Task:
Can you print the listing below line for line, with nothing changed?

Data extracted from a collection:
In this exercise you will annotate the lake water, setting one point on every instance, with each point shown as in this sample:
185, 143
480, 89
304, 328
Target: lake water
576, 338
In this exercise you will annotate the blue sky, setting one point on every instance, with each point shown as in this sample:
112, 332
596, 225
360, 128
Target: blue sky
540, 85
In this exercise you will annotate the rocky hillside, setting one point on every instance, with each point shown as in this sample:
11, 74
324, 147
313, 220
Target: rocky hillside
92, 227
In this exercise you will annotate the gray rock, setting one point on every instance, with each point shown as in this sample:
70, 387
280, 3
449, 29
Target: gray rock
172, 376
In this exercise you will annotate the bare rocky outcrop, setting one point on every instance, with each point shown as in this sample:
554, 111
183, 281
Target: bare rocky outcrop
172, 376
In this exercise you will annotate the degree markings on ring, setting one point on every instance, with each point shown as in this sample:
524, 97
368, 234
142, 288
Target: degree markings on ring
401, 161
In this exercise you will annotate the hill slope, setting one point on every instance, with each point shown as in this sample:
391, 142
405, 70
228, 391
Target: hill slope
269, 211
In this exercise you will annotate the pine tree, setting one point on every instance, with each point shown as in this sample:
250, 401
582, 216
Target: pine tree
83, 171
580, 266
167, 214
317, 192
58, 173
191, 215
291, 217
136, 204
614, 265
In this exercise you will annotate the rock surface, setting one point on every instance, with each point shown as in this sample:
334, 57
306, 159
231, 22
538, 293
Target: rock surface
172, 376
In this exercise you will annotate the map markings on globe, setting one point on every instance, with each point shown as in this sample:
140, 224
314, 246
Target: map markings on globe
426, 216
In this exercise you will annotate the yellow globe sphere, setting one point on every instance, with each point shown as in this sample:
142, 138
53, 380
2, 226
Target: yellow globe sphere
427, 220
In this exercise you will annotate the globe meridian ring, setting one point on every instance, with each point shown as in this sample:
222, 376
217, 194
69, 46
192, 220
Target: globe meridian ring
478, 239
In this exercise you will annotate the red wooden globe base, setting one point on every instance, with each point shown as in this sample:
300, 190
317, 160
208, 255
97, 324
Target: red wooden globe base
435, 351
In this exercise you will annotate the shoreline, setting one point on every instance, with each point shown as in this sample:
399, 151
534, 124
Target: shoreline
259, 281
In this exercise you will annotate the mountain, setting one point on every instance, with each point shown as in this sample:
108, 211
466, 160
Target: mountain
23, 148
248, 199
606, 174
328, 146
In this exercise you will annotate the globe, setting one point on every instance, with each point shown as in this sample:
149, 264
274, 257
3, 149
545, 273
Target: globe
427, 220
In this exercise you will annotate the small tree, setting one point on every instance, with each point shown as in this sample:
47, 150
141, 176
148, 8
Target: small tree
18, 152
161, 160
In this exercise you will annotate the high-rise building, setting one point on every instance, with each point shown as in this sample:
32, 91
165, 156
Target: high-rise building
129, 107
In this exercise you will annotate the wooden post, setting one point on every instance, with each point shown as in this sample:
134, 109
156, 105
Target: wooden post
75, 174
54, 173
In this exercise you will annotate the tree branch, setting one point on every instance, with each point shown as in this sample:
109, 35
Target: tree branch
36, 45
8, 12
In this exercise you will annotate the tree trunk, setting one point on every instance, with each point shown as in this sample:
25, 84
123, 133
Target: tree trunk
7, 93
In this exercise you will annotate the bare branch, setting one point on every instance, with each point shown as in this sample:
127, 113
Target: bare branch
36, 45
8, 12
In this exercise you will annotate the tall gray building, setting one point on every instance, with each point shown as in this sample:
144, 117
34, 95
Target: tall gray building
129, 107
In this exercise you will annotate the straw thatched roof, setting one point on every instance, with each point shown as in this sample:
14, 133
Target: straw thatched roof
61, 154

Answer to the problem:
In this exercise you will annotate the lake water, setting one point on every instance, with each point shown as in this sample:
185, 143
480, 89
304, 328
Target: lake water
576, 338
In this exercise you will annotate the blue sky, setting one point on every instance, with each point shown as in this sample:
112, 332
596, 225
360, 128
Target: blue sky
540, 85
In this exercise you will annotate the rocky hillside, setting one point on every instance, with each point shown as in this sample:
11, 74
324, 147
313, 220
Target: rocky hillside
92, 227
In this exercise you will annotate the gray rock, setting one point on every instance, with each point shown as in this sample:
70, 387
280, 3
449, 29
Target: gray rock
172, 376
In this exercise you will annotate the bare rocky outcrop, setting one point on every instance, with each point shown as in this sample:
554, 111
183, 281
Target: bare rocky outcrop
172, 376
In this exercise you will annotate the degree markings on ring, setting one point on every instance, with each point shown as in this sample:
524, 97
368, 234
142, 288
Target: degree markings on ring
401, 161
In this exercise you will annotate the hill slope, setting one point on every instance, with each point shown as in this sample:
391, 142
405, 70
228, 391
Target: hill slope
269, 211
In this exercise you will annotate the pine tree, setting one point on every instance, with each point shown as in this sample:
250, 401
582, 216
Target: pine tree
83, 171
580, 266
167, 214
317, 192
58, 173
191, 215
291, 217
136, 204
614, 265
In this exercise you will annotate the rock surface, setting one point on every instance, with each point shown as in this sample:
334, 57
306, 159
231, 22
538, 293
Target: rock surface
172, 376
In this exercise you will annotate the map markings on globe, setting one point on every instance, with each point shown as in this sample:
140, 224
314, 246
Target: map markings on globe
426, 216
In this exercise you will annotate the yellow globe sphere, setting one point on every instance, with each point shown as in this sample:
142, 138
53, 380
2, 226
Target: yellow globe sphere
427, 220
In this exercise you will annotate the globe meridian ring, setting one point on every instance, with each point shown as in this sample:
222, 376
217, 194
69, 46
192, 220
Target: globe meridian ring
478, 239
In this exercise you will annotate the red wooden globe base, setting one point on every instance, with each point shown as in this sample:
300, 190
317, 160
208, 255
97, 324
Target: red wooden globe base
435, 351
In this exercise you will annotate the shoreline, setting one point on every instance, with each point shown as in this sample:
399, 151
534, 124
Target: shoreline
259, 281
In this exercise you will annotate the mountain, setting one point on every instance, with each point shown as in this sample:
108, 211
466, 160
Target: mountain
23, 148
248, 199
606, 174
328, 146
In this exercise you will annotate the globe, setting one point on every instance, with each point shown as in this sample:
149, 264
274, 257
3, 149
545, 273
Target: globe
427, 220
In this exercise you will annotate the small tree, setting one point on every instance, with each point shown as in this sample:
47, 150
141, 176
148, 8
Target: small tree
18, 152
161, 160
In this exercise you will annotate the high-rise building, setting one point on every instance, with each point shown as in this sample:
32, 91
165, 156
Target: high-rise building
129, 107
In this exercise you will annotate the wooden post, setting one point on every instance, with each point shown as in this sample:
134, 109
156, 105
Target: wooden post
75, 174
54, 173
In this exercise you will annotate the tree branch, setting one point on every instance, with each point shown as in this sample:
109, 35
Target: tree branch
36, 45
8, 12
In this exercise you will annotate the tree trunk, setting one point on every instance, with each point shown as in this sample:
25, 84
123, 133
Target: tree trunk
7, 93
In this exercise you will annotate the bare branch, setting one point on every instance, with each point shown as in this sample:
127, 113
Target: bare branch
36, 45
8, 12
In this exercise you will annotate the tall gray building, setting one point on every instance, with each point shown as in this sample:
144, 117
34, 95
Target: tall gray building
129, 107
In this exercise you will annotate the straw thatched roof, setting one point on every instance, with each point shown as in this sample:
14, 133
Target: straw thatched roof
61, 154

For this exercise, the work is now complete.